### WHAT YOU WILL DO:
[A] In the research centres excerpt, who currently heads the Secure Systems Research Centre?
[B] Please continue the research centres excerpt from where it stops.

### EXCERPTED PASSAGE:
Content starts

The primary domains of operation of the AI and Digital Science Research Centre are in the fields of data science, computing science, telecommunications and cyber security. It was founded by Professor Merouane Debbah.

The center has three units: the AI Cross-Center Unit, the Digital Security Unit and the Digital Telecom Unit. The AI Cross-Center Unit does work involving Large Language Model training, evaluation, deployment, and alignment. The Digital Security Unit devises automated and autonomous vulnerability detection and mitigation techniques for software and embedded devices. Finally, The Digital Telecom Unity develops advances communication systems for 5G and 6G systems as well as connected vehicles.

In 2022, the center launched 'Noor,' which at the time was the world's largest Arabic natural language processing model. They have also released a number of large language models under the name 'Falcon', including Falcon H1 Arabic and Falcon Reasoning.

=== Directed Energy Research Centre ===
The domain of operation of DERC happen to be electromagnetics, photonics and acoustics. The centre is known for developing the electromagnetic compatibility labs, which is first of its kind in gulf region. The DERC centre is composed of three facilities namely, EMC semi-anechoic chamber, a pulsed power laboratory, and a low-noise emanation laboratory. The centre is known for working in collaboration with Gulf Cooperation Council, anechoic chambers etc. Presently, the centre is headed by chief researcher Chaouki Kasmi. In May 2021, the centre forged partnership with a number of academic institutions including Ruhr University, Helmut Schmidt University, University Clermont Auvergne, National University of Colombia etc.

=== Secure Systems Research Centre ===
The secure system research centre is known for its operation in hardware hardening, software hardening, system integrity, network resilience etc. The centre is currently headed by chief researcher Shreekant Thakkar. During September 2021, the centre launched the first motion capture (MOCAP) facility outside the United States. The system is supposed to aid the research related to testing of Unmanned Aerial Vehicles in an augmented reality or virtual reality. In October 2021, the centre announced its partnership with Khalifa University of Science and Technology, University of Turku and Graz University of Technology in relation to the ongoing research projects in secure mesh communications.

Content ends

(Saved data entries)
Content starts

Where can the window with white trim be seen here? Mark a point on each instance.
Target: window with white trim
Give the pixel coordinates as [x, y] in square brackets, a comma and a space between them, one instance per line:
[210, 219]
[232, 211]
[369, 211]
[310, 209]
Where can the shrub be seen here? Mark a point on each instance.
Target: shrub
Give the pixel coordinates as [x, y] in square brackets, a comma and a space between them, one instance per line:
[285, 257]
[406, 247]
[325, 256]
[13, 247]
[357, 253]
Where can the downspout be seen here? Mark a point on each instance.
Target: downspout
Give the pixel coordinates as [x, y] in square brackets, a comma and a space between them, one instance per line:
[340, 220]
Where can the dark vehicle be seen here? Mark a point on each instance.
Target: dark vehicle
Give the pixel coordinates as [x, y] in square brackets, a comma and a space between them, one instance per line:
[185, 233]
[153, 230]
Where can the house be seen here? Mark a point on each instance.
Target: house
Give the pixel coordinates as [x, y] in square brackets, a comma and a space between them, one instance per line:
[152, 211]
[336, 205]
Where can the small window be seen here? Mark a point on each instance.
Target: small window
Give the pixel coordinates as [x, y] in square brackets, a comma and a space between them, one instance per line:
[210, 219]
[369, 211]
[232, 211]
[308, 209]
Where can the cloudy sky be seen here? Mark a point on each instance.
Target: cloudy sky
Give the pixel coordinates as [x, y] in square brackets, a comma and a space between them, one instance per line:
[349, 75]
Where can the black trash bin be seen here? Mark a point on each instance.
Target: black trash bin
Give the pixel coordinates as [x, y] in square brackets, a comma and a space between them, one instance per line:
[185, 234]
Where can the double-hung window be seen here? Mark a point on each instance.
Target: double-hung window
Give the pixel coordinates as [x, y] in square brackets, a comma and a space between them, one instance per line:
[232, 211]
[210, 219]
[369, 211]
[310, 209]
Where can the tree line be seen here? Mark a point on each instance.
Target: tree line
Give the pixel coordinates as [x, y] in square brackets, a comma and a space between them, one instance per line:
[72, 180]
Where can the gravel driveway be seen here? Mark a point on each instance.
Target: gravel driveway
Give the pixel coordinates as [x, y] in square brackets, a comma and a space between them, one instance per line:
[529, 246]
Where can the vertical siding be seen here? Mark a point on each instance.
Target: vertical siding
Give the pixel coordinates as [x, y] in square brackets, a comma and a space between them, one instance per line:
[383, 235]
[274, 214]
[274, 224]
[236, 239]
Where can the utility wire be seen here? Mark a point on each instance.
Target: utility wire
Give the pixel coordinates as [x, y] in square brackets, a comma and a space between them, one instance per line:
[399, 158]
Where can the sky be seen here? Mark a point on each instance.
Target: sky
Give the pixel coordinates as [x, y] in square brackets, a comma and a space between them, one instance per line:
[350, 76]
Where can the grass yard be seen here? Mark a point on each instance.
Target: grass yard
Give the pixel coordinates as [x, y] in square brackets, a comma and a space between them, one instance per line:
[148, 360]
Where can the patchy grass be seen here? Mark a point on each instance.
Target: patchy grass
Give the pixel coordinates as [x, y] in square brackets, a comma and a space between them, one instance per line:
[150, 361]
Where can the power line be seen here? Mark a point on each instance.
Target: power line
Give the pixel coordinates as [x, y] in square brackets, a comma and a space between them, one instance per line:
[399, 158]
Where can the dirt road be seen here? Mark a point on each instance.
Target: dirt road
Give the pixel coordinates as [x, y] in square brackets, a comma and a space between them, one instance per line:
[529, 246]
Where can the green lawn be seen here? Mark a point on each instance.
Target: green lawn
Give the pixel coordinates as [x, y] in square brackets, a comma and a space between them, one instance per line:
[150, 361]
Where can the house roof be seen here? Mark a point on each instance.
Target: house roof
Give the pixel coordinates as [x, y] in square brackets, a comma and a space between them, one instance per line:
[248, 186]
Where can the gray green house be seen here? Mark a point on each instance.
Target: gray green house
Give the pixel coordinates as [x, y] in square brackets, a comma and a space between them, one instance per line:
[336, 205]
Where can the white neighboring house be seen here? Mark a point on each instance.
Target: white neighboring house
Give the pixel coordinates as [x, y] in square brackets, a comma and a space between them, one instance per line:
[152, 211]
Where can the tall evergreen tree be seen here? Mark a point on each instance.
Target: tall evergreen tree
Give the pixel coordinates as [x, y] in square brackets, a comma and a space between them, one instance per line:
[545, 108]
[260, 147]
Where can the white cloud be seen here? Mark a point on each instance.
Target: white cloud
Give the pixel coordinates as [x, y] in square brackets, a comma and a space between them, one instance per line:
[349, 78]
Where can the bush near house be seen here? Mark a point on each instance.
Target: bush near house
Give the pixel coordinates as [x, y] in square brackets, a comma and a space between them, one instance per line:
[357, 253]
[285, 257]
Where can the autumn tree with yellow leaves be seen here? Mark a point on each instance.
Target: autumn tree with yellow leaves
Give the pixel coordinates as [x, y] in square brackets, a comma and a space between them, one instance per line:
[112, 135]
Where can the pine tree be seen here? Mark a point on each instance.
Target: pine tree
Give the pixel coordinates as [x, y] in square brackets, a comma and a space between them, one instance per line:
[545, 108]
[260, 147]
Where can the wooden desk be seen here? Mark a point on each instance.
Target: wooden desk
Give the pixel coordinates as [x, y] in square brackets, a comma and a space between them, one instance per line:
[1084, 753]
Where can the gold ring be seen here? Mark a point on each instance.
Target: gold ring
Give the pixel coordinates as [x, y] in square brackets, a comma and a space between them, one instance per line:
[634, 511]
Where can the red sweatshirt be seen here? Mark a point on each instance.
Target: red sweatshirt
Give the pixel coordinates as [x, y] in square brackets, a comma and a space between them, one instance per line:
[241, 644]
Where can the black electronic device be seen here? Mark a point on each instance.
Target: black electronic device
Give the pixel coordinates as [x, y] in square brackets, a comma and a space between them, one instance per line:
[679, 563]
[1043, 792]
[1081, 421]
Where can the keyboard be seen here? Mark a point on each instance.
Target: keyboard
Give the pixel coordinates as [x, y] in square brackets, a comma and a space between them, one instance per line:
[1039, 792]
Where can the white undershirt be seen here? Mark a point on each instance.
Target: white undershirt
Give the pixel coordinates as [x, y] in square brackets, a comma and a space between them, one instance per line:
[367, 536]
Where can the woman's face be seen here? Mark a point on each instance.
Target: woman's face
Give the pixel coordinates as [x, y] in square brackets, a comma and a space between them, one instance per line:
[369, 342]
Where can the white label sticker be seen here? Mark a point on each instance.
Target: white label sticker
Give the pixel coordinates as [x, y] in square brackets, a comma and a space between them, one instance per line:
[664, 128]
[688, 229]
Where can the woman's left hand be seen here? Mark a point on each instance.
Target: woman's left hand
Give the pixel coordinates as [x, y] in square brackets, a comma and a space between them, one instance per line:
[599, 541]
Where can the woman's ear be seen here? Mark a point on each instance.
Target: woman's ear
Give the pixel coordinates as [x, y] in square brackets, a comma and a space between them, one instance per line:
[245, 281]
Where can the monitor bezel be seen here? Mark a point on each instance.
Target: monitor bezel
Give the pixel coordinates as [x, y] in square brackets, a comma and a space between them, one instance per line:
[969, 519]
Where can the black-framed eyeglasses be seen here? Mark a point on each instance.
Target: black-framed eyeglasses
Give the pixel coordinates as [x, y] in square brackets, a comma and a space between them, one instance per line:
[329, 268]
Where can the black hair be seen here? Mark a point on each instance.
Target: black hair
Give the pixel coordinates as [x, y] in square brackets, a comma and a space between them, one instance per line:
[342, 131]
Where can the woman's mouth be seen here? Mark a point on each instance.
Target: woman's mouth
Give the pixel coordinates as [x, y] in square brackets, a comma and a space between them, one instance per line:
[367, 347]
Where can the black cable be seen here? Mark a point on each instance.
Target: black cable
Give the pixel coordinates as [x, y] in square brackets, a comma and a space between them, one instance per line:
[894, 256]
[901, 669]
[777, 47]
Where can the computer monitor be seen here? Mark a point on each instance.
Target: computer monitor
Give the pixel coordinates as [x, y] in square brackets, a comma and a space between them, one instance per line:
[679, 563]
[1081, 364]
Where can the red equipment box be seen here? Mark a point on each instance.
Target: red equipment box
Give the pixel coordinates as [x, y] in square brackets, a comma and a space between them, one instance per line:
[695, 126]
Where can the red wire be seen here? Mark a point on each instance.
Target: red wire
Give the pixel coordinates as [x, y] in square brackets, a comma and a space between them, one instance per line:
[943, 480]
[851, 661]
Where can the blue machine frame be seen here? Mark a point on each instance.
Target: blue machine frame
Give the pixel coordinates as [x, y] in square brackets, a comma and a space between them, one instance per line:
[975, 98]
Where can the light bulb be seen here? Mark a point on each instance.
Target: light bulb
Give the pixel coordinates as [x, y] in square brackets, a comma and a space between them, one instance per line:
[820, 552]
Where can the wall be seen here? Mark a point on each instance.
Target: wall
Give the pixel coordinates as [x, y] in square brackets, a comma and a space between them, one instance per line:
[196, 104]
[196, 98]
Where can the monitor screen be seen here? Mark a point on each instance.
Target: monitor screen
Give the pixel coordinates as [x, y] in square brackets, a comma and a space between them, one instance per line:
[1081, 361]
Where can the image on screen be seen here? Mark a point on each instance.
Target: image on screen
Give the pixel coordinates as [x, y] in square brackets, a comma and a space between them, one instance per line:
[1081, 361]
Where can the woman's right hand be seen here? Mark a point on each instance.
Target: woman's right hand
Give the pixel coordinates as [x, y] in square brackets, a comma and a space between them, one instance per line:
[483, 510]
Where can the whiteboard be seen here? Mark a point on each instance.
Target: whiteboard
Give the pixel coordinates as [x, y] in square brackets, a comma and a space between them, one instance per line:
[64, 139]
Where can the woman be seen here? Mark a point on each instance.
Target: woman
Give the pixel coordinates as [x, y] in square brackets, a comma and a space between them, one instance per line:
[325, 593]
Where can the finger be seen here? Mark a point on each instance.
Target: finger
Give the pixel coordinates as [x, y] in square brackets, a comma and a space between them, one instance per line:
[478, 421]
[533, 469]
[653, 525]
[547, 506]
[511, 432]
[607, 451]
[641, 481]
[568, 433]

Content ends

### RESPONSES TO THE EXERCISE:
[A] Chief researcher Shreekant Thakkar heads the Secure Systems Research Centre.

[B]
In 2022, three additional research centres were established:

=== Biotechnology Research Centre ===
Headed by chief researcher Dr. Thomas Launey, the BRC is developing products across all branches of biotechnology, in Biomedicine, Biorobotics, Environmental Biotech, Molecular Biology and Genomics and Bioinformatics for biomedical and healthcare applications, agritech, pharma and biopharma, bioproduction and industrial solutions, aquaculture, synthetic biology, in-silico and AI products. Its research facilities opened in 2024.

=== Renewable and Sustainable Energy Research Centre ===
The centre is headed by chief researcher Prof. Phil Hart. Focussed on areas such as BioEnergy, Chemical Energy (such as hydrogen and synthetic fuels), sustainable chemicals, sustainable agriculture, batteries, fuel cells, electrolysers, renewable energy generation systems, AI and traditional data science, desalination-, water and power distribution systems and networks, water treatment and reuse, sustainable soil amendments and fertilisers, and much more around adaptation and mitigation of climate change and its effects.

=== Propulsion and Space Research Center ===
The centre is presently headed by acting chief researcher Gustavo dos Santos.

== Events ==
In 2024, a new large language model in the Falcon series was launched, Falcon Mamba (7B), which is an open source language model of the SSLM type.